» **Given data**:

.....

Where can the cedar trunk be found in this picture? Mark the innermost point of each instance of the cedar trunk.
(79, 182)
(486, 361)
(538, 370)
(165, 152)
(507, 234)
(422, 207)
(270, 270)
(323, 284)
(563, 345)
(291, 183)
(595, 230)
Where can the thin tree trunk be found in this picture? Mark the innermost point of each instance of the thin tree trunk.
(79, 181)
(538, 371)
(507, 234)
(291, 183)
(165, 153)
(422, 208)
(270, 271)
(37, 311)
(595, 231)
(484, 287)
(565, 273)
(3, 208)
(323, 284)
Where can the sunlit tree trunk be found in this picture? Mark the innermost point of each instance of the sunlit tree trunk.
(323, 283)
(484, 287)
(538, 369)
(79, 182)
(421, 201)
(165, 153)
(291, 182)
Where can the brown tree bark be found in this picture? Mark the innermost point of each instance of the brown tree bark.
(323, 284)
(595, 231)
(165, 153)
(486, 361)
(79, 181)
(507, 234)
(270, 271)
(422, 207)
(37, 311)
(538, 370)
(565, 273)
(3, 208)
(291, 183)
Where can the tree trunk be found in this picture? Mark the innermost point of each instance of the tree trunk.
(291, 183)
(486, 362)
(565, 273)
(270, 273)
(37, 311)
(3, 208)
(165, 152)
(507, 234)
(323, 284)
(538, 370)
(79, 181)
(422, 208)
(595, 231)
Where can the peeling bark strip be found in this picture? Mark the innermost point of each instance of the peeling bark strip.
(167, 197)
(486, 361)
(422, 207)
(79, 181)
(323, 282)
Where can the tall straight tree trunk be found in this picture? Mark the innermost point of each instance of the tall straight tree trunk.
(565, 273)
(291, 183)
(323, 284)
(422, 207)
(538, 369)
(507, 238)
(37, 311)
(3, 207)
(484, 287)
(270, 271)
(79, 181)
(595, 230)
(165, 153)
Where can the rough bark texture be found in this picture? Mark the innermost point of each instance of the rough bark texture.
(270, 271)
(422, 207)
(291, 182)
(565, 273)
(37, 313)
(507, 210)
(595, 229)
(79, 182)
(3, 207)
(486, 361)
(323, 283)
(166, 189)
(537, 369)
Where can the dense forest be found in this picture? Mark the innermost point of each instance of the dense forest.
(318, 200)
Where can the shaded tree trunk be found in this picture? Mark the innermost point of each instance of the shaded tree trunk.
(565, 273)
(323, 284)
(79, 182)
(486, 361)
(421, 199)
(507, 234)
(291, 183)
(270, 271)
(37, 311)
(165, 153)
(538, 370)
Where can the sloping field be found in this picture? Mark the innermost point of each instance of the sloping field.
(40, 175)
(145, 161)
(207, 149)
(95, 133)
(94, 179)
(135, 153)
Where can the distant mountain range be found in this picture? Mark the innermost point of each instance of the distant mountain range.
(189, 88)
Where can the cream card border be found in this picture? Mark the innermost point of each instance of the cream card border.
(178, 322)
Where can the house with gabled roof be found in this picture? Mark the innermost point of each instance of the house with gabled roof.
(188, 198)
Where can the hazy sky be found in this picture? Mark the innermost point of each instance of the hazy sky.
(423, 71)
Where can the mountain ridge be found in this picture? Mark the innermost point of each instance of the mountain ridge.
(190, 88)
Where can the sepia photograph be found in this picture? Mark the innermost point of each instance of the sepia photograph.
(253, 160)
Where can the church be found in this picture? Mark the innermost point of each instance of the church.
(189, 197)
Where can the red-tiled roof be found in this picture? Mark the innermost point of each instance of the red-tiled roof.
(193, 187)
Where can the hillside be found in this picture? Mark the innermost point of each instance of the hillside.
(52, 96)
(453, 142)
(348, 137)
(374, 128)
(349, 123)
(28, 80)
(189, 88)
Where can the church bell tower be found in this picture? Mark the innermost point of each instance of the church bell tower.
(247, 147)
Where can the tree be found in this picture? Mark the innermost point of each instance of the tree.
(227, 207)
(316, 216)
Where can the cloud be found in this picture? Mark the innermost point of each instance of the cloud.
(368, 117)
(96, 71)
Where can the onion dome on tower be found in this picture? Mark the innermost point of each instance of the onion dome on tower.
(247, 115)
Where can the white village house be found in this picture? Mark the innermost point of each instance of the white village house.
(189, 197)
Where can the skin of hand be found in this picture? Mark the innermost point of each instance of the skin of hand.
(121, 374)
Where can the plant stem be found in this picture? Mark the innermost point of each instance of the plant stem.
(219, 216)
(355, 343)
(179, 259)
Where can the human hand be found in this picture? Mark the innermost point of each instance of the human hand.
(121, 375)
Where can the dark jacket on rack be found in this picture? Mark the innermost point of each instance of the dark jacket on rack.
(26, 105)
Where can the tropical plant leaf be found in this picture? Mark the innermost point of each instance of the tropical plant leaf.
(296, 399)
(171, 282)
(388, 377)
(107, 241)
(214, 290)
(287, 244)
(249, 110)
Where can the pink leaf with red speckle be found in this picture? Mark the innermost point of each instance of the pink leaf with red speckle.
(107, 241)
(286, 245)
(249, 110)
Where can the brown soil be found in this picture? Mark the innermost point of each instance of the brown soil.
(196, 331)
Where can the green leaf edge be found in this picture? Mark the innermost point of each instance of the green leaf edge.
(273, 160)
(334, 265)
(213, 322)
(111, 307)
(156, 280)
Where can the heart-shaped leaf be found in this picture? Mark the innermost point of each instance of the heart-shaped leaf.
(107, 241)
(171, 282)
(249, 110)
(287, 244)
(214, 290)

.....

» **What to produce**: Every entry must be output again, exactly as written above.

» **Response for this exercise**:
Where can the cedar trunk be found in this picture? Mark the innermost point of each instance of the cedar trunk.
(79, 182)
(486, 361)
(538, 370)
(165, 152)
(507, 234)
(422, 207)
(270, 270)
(323, 284)
(563, 345)
(291, 183)
(595, 230)
Where can the thin tree trunk be found in this picture? Mark the innermost point of each instance of the thin tree trunk.
(79, 181)
(538, 371)
(507, 234)
(291, 183)
(165, 153)
(422, 208)
(270, 271)
(37, 311)
(595, 231)
(484, 287)
(565, 273)
(3, 208)
(323, 284)
Where can the sunlit tree trunk be found in this picture? Mark the innermost point of each instance of the sunlit tree trunk.
(323, 283)
(484, 287)
(538, 369)
(79, 182)
(421, 201)
(165, 153)
(291, 182)
Where can the brown tree bark be found in this picture? Mark the innermost point of each instance of the brown tree bark.
(323, 284)
(595, 231)
(165, 153)
(486, 361)
(79, 181)
(507, 234)
(270, 271)
(422, 207)
(37, 311)
(538, 370)
(565, 273)
(3, 208)
(291, 183)
Where can the tree trunk be found in this picture? Mark the innermost point of each instance of the tree trunk.
(291, 183)
(486, 362)
(565, 273)
(270, 273)
(37, 311)
(3, 208)
(165, 152)
(507, 234)
(323, 284)
(538, 370)
(79, 181)
(422, 208)
(595, 231)
Where can the peeling bark strip be found in this picture? Mark the innermost point of each instance of the peeling bark strip.
(167, 197)
(486, 361)
(422, 207)
(79, 181)
(323, 282)
Where can the tall straight tree trunk be found in this picture? Mark the innermost point of each instance of the tall straight tree trunk.
(565, 273)
(291, 183)
(323, 284)
(422, 207)
(538, 369)
(507, 238)
(37, 311)
(3, 207)
(484, 287)
(270, 271)
(79, 181)
(595, 230)
(165, 153)
Where can the rough bark texture be found in this picture? Mark the innermost point of each instance of the rough bark texture.
(270, 271)
(422, 207)
(291, 182)
(565, 273)
(37, 313)
(507, 210)
(595, 229)
(79, 182)
(3, 207)
(486, 361)
(323, 283)
(166, 189)
(537, 369)
Where can the dense forest be found in this picture? Mark the innermost point of each instance of the dense forest.
(318, 200)
Where can the shaded tree trunk be found in this picture? Mark the innermost point of each instance of the shaded tree trunk.
(565, 273)
(323, 284)
(79, 182)
(486, 361)
(421, 199)
(507, 234)
(291, 183)
(270, 271)
(37, 311)
(165, 153)
(538, 370)
Where can the sloping field be found in this picture? Mark the innermost point of each instance of the sloping field.
(40, 175)
(145, 161)
(207, 149)
(95, 133)
(94, 179)
(135, 153)
Where can the distant mountain range be found in this picture? Mark the innermost point of each instance of the distant mountain range.
(189, 88)
Where can the cream card border be found in this picture? Mark the innermost point of each instance of the cream card border.
(178, 322)
Where can the house with gabled roof be found in this picture? Mark the innermost point of each instance of the house with gabled roof.
(188, 198)
Where can the hazy sky be found in this picture? Mark the innermost point of each instance of the hazy sky.
(423, 71)
Where can the mountain ridge be found in this picture? Mark the innermost point of each instance of the mountain ridge.
(190, 88)
Where can the sepia photograph be found in this picture? Mark the innermost point of each instance of the sepia photograph.
(253, 160)
Where can the church be found in this picture? Mark the innermost point of each instance of the church.
(189, 197)
Where can the red-tiled roof be found in this picture? Mark the innermost point of each instance of the red-tiled roof.
(193, 187)
Where can the hillside be found in this picture? Mark the innermost point of each instance of the hillside.
(52, 96)
(453, 142)
(348, 137)
(374, 128)
(349, 123)
(28, 80)
(189, 88)
Where can the church bell tower be found in this picture? Mark the innermost point of each instance of the church bell tower.
(247, 147)
Where can the tree be found in this picture? Mark the innermost point of each instance of the tree.
(227, 207)
(316, 216)
Where can the cloud be found in this picture? Mark the innermost point of each instance of the cloud.
(368, 117)
(96, 71)
Where can the onion dome on tower be found in this picture? Mark the innermost point of each instance of the onion dome on tower.
(247, 115)
Where can the white village house be found in this picture? Mark the innermost point of each instance of the white village house.
(189, 197)
Where can the skin of hand be found in this picture? Mark the innermost point of each instance of the skin of hand.
(121, 374)
Where can the plant stem be found in this picture? Mark the innermost point of each instance of the plant stem.
(219, 216)
(355, 343)
(179, 259)
Where can the human hand be found in this picture? Mark the innermost point of each instance of the human hand.
(121, 375)
Where can the dark jacket on rack be found in this picture? Mark the innermost point of each instance of the dark jacket on rack.
(26, 105)
Where can the tropical plant leaf be found in this picture? Mark the innermost point of each instance of the tropical plant leaf.
(296, 399)
(171, 282)
(388, 377)
(107, 241)
(214, 290)
(287, 244)
(249, 110)
Where can the pink leaf with red speckle be found in this picture? Mark the innermost point of each instance of the pink leaf with red speckle.
(107, 241)
(286, 245)
(249, 110)
Where can the brown soil be found in this picture? Mark the innermost point of each instance of the brown soil.
(196, 331)
Where can the green leaf edge be found in this picture? Mark the innermost point of each instance of the green leaf edge.
(273, 160)
(334, 265)
(213, 322)
(111, 307)
(156, 280)
Where can the heart-shaped leaf be found in this picture? Mark the innermost point of each instance of the heart-shaped leaf.
(107, 241)
(171, 282)
(249, 110)
(287, 244)
(214, 290)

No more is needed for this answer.